**Problem details**
Sift through the data below and copy every line that contains the word "couch", treating uppercase and lowercase as different.

╭─ Data provided

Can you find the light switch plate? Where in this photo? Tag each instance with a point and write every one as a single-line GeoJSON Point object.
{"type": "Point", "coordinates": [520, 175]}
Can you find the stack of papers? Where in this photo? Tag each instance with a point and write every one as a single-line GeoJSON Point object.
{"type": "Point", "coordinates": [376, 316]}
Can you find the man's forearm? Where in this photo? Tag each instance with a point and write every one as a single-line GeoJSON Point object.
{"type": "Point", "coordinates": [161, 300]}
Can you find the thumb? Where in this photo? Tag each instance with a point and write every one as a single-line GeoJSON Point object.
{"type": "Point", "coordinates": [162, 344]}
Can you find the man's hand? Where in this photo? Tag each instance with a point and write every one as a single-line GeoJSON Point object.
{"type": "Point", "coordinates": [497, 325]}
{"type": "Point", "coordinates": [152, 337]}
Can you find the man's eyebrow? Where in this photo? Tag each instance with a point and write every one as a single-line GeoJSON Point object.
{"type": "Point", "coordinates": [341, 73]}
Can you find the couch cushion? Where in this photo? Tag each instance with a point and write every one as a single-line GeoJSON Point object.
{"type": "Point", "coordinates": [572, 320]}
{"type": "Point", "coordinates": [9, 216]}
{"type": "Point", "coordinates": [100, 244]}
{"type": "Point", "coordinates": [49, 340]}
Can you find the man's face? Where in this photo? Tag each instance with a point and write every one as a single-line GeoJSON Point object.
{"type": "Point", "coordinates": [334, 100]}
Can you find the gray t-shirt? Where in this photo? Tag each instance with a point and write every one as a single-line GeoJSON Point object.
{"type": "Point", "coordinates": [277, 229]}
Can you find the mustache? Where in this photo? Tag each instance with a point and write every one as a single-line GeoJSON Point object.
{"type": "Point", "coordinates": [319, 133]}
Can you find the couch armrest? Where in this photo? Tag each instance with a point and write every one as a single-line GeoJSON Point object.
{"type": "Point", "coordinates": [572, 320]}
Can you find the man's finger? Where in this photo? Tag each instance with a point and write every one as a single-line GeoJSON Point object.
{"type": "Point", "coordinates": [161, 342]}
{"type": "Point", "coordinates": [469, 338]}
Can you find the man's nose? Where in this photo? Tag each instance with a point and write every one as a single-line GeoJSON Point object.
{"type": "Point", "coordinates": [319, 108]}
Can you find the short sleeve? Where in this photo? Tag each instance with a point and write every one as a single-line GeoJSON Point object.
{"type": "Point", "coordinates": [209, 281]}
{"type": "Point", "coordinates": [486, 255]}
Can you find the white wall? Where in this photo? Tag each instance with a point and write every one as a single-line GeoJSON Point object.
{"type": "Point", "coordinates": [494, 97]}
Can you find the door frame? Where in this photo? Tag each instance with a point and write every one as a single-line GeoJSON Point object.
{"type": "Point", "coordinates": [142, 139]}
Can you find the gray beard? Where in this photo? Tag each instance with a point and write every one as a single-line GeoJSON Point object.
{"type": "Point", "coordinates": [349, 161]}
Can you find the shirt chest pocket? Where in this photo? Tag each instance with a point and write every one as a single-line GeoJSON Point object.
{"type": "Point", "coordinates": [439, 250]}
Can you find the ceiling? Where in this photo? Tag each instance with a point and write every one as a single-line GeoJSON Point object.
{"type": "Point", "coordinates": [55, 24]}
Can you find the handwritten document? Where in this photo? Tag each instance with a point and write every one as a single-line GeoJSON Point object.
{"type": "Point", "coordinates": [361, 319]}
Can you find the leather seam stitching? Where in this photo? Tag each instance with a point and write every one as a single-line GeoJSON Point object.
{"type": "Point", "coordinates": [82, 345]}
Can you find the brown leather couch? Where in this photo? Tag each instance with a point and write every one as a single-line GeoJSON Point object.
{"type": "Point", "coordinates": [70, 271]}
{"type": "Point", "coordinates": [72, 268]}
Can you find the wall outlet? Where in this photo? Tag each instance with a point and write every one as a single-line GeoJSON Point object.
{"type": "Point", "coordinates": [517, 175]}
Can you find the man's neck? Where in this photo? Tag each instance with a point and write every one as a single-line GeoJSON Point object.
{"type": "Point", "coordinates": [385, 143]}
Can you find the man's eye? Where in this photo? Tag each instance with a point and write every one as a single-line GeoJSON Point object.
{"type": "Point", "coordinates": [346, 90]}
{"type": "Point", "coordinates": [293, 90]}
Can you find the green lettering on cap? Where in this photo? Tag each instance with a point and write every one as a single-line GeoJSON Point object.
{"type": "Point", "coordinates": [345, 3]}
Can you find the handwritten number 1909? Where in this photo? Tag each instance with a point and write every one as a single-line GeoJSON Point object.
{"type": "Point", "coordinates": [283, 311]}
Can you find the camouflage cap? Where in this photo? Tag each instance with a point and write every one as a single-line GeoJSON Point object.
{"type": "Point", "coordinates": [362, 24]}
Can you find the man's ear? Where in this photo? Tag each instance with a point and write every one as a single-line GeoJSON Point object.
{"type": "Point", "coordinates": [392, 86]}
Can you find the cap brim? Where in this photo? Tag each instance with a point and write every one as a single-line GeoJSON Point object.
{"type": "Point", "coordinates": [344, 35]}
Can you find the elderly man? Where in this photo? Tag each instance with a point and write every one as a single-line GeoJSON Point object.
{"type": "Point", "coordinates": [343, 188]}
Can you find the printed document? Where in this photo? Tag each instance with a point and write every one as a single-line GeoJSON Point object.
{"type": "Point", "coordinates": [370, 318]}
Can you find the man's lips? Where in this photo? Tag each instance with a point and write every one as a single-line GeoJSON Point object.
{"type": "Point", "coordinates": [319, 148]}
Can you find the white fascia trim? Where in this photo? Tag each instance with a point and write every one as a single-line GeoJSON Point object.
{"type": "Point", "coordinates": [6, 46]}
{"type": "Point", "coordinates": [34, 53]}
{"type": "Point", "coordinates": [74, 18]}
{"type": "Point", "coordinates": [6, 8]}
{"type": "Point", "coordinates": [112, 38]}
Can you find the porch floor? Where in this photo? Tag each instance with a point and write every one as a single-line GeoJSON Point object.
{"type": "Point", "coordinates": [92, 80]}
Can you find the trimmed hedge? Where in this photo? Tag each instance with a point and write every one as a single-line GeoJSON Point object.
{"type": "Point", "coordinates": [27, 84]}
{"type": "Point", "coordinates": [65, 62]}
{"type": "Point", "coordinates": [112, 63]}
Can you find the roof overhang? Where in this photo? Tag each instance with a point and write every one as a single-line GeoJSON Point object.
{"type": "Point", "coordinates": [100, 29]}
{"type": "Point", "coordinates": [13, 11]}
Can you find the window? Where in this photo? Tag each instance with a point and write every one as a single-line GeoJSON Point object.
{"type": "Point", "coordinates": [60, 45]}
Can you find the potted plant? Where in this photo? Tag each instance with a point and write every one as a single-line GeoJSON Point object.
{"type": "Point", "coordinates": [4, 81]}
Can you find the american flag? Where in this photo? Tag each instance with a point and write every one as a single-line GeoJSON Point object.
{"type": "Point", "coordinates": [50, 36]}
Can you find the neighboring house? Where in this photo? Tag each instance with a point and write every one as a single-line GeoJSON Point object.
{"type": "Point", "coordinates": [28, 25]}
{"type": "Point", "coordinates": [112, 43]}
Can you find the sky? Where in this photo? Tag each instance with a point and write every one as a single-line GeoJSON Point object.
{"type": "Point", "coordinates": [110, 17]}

╰─
╭─ Data provided

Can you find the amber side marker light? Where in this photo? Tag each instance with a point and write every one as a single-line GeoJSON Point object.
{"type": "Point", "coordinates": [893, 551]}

╰─
╭─ Data provided

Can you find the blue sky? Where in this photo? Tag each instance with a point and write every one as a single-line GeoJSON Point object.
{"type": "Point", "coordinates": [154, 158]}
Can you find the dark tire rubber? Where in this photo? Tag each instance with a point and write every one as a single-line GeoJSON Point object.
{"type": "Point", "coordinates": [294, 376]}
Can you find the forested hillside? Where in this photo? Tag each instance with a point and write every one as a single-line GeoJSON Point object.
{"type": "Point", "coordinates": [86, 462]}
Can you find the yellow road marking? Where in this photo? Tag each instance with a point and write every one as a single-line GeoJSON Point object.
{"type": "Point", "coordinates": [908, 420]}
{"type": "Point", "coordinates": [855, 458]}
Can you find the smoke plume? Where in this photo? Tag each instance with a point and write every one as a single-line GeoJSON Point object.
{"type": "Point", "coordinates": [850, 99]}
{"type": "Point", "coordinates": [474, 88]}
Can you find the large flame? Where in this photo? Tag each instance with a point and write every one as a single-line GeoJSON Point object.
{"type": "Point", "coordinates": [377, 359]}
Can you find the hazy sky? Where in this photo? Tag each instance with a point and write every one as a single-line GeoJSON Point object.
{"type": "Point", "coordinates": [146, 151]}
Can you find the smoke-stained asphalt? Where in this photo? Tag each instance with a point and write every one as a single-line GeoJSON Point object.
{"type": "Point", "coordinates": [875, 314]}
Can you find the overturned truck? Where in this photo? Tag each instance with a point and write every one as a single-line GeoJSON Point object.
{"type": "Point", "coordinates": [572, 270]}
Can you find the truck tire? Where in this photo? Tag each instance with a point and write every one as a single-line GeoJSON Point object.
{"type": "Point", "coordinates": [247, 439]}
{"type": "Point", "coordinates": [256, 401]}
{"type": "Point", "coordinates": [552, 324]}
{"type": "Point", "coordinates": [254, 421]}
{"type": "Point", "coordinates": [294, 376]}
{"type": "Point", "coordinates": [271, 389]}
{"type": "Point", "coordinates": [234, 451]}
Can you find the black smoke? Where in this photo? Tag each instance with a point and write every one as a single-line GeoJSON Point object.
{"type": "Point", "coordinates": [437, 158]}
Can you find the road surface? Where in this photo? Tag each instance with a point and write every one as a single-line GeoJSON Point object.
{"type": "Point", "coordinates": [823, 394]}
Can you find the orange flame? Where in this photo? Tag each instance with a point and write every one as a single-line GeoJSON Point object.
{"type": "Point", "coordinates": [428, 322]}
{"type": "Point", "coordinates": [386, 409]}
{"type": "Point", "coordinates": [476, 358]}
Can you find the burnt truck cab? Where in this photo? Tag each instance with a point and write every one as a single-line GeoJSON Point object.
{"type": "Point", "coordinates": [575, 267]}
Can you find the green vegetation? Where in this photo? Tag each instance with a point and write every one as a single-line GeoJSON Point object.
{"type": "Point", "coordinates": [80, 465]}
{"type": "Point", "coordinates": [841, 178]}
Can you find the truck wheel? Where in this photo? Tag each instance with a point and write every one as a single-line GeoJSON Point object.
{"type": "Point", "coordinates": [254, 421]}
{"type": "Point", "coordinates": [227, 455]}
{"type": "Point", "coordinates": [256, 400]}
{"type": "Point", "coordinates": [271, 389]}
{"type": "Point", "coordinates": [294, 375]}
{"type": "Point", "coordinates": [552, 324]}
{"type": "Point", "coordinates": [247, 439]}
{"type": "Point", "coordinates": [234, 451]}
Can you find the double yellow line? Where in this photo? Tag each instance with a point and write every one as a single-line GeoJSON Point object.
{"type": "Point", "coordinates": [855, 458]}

╰─

**Result below**
Can you find the couch cushion? Where in this photo? Tag each instance with a point and write every one as a single-line GeoJSON Point object.
Can you find the couch armrest? Where in this photo? Tag each instance with a point and write every one as a single-line GeoJSON Point object.
Can you find the brown leather couch? Where in this photo? Tag each instance with a point and write every one as a single-line GeoJSON Point object.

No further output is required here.